- [READING TEXT]:
※
Anderson RA, et al. "Chromium Intake, Absorption and Excretion of Subjects Consuming Self-selected Diets," The Journal of Clinical Nutrition, June 1985; Vol. 41: 1177-1183.

Twenty-four volunteers, mean age 78, including eight mildly non-insulin-dependent diabetics, were randomly allocated into two groups. The control received 9 g/d of chromium poor torula yeast for 8 weeks while the experimental group received 9 g/d of chromium rich brewer's yeast. Before and after yeast supplementation, the serum glucose and insulin response to a 100-gram oral glucose was measured at 30-minute intervals for 2 hours. In the total experimental group, (normals & diabetics) glucose tolerance improved significantly and insulin output decreased after supplementation. Cholesterol and total lipids fell significantly after supplementation in the experimental group also.

Offenbacher EG, et al. "Beneficial Effect of Chromium-rich Yeast on Glucose Tolerance and Blood Lipids in Elderly Subjects," Diabetics, Vol. 29, November 1980.

Seventy-six free-living subjects were given 200 mcg/d of chromium chloride or placebo in a double blind study for 3 months. Twenty of 76 subjects had serum glucose concentrations greater than or equal to 100 mcg/dl 90 minutes after a glucose challenge. Chromium supplementation significantly decreased (P <0.05) the 90 minute glucose concentration of the subjects from 135 +/- 9 to 116 +/- 11 mg/dl; fasting glucose concentrations also decreased significantly.

Anderson RA, et al., "Chromium Supplementation of Human Subjects: Effects on: Glucose, Insulin, and Lipid Variables," Metabolism, September 1983; Vol. 32, No. 9: 894-899.

To determine if chromium (Cr) is involved in hypoglycemia, eight female patients with symptoms of hypoglycemia were supplemented with 200 mcg of Cr as chromic chloride for three months in a double-blind crossover experimental design study. Chromium supplementation alleviated the hypoglycemic symptoms and significantly raised the minimum serum glucose values observed two to four hours following a glucose load. Insulin binding to red blood cells and insulin receptor numbers also improved significantly during Cr supplementation.

Anderson RA, et al., "Effects of Supplemental Chromium of Patients with Symptoms of Reactive Hypoglycemia," Metabolism, April; Vol. 36, No. 4: 351-355.
※
- [SUPPLIED DATA]:
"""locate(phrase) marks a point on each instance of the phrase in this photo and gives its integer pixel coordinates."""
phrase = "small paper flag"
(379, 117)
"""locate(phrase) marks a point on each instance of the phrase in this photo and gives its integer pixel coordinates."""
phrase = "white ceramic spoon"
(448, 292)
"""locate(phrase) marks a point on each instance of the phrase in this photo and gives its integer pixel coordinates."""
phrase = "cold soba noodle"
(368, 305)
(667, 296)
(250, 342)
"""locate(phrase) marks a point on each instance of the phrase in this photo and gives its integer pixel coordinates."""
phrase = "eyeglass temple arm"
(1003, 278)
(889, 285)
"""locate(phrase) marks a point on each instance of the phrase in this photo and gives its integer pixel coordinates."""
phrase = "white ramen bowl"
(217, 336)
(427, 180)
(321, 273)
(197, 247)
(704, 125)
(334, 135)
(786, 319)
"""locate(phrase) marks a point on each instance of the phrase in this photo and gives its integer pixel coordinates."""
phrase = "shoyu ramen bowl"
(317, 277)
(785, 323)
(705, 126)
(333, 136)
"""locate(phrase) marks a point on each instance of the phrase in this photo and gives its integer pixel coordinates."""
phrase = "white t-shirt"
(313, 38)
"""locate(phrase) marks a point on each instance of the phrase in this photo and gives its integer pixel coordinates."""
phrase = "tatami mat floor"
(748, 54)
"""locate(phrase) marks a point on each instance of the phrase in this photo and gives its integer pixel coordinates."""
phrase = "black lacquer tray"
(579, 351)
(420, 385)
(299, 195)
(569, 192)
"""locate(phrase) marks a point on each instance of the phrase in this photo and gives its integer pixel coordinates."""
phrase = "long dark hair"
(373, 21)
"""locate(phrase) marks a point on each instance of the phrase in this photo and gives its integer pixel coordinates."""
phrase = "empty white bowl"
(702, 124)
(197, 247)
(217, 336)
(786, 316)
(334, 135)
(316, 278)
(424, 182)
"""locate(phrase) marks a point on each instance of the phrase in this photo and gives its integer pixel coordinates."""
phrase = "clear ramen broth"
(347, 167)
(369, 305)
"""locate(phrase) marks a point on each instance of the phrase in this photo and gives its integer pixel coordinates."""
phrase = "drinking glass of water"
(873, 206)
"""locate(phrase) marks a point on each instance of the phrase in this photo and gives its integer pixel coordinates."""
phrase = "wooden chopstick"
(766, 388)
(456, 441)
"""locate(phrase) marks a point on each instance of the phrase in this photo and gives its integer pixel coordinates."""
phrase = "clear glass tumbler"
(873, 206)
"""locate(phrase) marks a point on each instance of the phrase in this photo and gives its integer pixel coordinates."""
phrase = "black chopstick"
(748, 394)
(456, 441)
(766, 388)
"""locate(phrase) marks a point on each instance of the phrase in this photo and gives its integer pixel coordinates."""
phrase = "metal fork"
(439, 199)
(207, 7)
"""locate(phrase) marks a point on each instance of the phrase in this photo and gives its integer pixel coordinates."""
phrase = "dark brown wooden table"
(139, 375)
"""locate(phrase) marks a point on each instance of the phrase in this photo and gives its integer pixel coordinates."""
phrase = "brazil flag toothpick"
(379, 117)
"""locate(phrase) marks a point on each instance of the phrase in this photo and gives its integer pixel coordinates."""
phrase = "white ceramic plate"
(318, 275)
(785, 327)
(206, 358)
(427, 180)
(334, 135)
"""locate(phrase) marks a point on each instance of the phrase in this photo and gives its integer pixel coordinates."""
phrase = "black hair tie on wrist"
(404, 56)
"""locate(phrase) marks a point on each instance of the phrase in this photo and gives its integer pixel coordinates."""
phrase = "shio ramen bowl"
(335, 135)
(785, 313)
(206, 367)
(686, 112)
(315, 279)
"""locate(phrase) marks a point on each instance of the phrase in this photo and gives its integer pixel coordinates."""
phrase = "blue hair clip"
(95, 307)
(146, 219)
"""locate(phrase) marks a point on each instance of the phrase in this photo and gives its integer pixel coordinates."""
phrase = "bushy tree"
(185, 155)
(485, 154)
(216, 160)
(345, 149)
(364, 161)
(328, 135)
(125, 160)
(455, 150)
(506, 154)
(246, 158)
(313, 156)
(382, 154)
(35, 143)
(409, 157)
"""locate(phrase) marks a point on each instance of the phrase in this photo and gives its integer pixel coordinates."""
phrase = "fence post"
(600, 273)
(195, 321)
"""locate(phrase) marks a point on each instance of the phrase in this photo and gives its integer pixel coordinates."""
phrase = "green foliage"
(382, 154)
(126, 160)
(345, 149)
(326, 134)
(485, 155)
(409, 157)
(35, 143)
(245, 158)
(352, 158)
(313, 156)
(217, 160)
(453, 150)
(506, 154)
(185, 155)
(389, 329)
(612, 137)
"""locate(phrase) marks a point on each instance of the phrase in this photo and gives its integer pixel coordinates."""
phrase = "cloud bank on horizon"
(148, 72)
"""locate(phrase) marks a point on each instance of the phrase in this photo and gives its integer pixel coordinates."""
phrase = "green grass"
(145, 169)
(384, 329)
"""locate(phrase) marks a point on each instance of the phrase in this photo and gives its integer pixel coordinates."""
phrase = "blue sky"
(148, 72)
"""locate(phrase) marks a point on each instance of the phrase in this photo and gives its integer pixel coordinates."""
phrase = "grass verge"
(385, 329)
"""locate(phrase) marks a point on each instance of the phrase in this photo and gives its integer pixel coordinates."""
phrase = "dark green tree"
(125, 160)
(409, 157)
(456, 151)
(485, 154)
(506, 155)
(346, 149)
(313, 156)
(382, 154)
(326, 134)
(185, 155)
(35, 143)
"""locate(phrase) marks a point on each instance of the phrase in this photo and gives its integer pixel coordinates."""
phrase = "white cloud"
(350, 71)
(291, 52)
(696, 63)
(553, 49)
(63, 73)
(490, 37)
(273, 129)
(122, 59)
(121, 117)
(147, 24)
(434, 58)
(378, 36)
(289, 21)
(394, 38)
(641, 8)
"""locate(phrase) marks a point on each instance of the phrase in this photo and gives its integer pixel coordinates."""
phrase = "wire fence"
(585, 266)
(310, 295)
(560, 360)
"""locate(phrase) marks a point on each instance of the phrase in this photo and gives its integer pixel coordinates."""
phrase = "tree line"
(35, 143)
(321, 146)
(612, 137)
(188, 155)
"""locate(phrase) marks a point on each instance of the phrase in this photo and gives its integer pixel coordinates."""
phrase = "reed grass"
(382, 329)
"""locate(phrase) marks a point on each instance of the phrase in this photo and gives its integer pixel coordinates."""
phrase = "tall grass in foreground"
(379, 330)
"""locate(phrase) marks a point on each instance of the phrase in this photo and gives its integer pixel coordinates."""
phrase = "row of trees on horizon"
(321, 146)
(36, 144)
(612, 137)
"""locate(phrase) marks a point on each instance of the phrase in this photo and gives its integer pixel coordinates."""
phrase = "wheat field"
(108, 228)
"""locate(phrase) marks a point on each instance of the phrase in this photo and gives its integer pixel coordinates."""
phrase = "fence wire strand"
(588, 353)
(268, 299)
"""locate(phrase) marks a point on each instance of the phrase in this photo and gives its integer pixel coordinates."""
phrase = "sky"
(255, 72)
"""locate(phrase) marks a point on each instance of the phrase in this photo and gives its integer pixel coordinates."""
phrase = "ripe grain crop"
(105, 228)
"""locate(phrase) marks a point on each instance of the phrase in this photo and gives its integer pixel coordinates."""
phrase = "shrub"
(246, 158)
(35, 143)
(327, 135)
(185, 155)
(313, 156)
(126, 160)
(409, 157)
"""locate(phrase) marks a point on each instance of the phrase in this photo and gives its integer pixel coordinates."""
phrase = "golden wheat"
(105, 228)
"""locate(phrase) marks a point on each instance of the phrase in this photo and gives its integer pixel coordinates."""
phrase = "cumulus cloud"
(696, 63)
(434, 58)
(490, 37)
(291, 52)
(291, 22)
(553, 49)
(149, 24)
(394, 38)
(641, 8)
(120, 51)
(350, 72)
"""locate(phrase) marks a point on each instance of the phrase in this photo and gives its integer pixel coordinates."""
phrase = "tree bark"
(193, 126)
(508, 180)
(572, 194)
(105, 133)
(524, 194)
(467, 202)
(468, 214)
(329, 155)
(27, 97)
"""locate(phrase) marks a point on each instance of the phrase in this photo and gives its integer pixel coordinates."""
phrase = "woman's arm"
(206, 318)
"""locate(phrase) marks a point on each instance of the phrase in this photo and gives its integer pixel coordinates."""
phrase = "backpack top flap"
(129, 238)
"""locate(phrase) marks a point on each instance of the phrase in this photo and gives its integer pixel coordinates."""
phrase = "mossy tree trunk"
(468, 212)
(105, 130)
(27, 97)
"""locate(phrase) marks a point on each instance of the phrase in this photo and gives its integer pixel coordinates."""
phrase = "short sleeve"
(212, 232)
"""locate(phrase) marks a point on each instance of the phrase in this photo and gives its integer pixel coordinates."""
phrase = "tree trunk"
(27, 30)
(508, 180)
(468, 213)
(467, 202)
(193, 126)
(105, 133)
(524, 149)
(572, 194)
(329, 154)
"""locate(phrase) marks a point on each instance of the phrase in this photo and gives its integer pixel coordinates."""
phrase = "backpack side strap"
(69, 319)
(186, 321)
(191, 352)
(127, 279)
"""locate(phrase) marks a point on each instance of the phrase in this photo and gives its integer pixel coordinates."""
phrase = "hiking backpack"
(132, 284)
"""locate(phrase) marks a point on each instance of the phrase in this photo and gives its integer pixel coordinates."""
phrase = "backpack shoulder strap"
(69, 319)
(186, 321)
※
- [WHAT THIS TASK INVOLVES]: Copy the chromium study summaries from "Twenty-four volunteers, mean" to "experimental group also.", and replace "insulin output" with "insulin secretion". You can do this without the lines.

- [TASK RESPONSE]:
Twenty-four volunteers, mean age 78, including eight mildly non-insulin-dependent diabetics, were randomly allocated into two groups. The control received 9 g/d of chromium poor torula yeast for 8 weeks while the experimental group received 9 g/d of chromium rich brewer's yeast. Before and after yeast supplementation, the serum glucose and insulin response to a 100-gram oral glucose was measured at 30-minute intervals for 2 hours. In the total experimental group, (normals & diabetics) glucose tolerance improved significantly and insulin secretion decreased after supplementation. Cholesterol and total lipids fell significantly after supplementation in the experimental group also.